> **Problem to work on**
An exact restatement of the records below is expected.

*** Opening of The data ***

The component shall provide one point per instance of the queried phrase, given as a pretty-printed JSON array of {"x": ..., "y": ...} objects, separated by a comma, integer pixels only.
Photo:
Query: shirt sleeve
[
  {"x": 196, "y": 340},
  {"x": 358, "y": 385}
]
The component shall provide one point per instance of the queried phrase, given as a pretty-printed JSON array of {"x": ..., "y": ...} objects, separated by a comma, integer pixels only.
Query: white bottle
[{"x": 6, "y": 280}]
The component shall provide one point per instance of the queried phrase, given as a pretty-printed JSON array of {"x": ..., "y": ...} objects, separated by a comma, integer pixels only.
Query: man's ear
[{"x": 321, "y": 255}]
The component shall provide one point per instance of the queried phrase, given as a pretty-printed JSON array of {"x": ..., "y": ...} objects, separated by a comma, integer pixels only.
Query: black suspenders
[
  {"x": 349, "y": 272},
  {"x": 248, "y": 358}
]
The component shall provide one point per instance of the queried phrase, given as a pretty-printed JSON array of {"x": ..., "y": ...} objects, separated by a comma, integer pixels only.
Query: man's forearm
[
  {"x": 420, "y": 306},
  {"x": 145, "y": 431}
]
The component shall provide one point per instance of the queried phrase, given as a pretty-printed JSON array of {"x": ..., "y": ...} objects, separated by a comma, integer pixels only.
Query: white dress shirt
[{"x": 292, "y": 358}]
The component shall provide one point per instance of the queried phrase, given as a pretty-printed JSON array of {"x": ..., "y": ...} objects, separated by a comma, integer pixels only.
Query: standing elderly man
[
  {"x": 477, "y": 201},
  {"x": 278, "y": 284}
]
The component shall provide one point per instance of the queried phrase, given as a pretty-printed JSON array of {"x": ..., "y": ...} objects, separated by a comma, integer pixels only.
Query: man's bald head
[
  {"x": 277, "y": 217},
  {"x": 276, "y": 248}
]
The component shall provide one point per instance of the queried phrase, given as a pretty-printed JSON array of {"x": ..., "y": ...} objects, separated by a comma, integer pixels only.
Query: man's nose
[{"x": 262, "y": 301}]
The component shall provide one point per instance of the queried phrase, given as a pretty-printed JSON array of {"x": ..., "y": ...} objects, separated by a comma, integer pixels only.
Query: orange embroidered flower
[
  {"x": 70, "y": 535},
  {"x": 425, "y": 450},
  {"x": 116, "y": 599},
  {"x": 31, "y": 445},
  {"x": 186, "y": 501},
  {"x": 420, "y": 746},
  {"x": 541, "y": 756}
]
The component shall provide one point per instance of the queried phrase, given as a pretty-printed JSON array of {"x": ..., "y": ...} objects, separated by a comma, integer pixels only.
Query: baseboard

*** Close of The data ***

> **Expected output**
The component shall provide one point per instance of the queried phrase, given as a pretty-printed JSON array of {"x": ..., "y": ...} objects, separated by a comma, integer pixels only.
Photo:
Query: shirt sleeve
[
  {"x": 196, "y": 340},
  {"x": 358, "y": 385}
]
The component shall provide one point per instance of the queried phrase, given as a pretty-printed JSON array of {"x": ..., "y": ...} objects, separated by a comma, integer pixels only.
Query: white bottle
[{"x": 6, "y": 280}]
The component shall provide one point per instance of the queried phrase, given as a pretty-printed JSON array of {"x": ..., "y": ...} objects, separated by a comma, integer pixels only.
Query: man's ear
[{"x": 321, "y": 255}]
The component shall provide one point per instance of the queried phrase, given as a pretty-printed JSON array of {"x": ..., "y": ...} objects, separated by a comma, integer pixels only.
Query: black suspenders
[
  {"x": 349, "y": 272},
  {"x": 248, "y": 358}
]
The component shall provide one point per instance of the queried phrase, given as a pretty-printed JSON array of {"x": ..., "y": ...} objects, separated by a comma, integer pixels only.
Query: man's forearm
[
  {"x": 420, "y": 306},
  {"x": 145, "y": 431}
]
The component shall provide one point per instance of the queried phrase, given as a pretty-printed JSON array of {"x": ..., "y": ...} objects, separated by a comma, integer pixels only.
Query: white dress shirt
[{"x": 292, "y": 358}]
The component shall provide one point per instance of the queried phrase, given as a pretty-printed JSON array of {"x": ..., "y": ...} objects, separated by a comma, integer pixels only.
Query: standing elderly man
[
  {"x": 477, "y": 201},
  {"x": 278, "y": 284}
]
The component shall provide one point per instance of the queried phrase, given as a pretty-printed JSON array of {"x": ..., "y": ...} objects, separated by a comma, integer pixels only.
Query: man's bald head
[
  {"x": 277, "y": 217},
  {"x": 276, "y": 248}
]
The component shall provide one point per instance of the queried phrase, given as a pretty-printed JSON array of {"x": ..., "y": ...} objects, separated by a comma, integer pixels only.
Query: man's nose
[{"x": 262, "y": 301}]
The component shall provide one point per instance of the queried phrase, given as a pretty-printed JSON array of {"x": ..., "y": ...} objects, separated by a comma, integer pixels only.
Query: orange embroidered flower
[
  {"x": 70, "y": 535},
  {"x": 425, "y": 450},
  {"x": 116, "y": 599},
  {"x": 31, "y": 445},
  {"x": 186, "y": 501},
  {"x": 420, "y": 746},
  {"x": 541, "y": 756}
]
The component shall provide one point per instance of the queried phrase, given as a pretty-printed JSON array of {"x": ..., "y": ...} objects, separated by a comma, integer pixels only.
Query: baseboard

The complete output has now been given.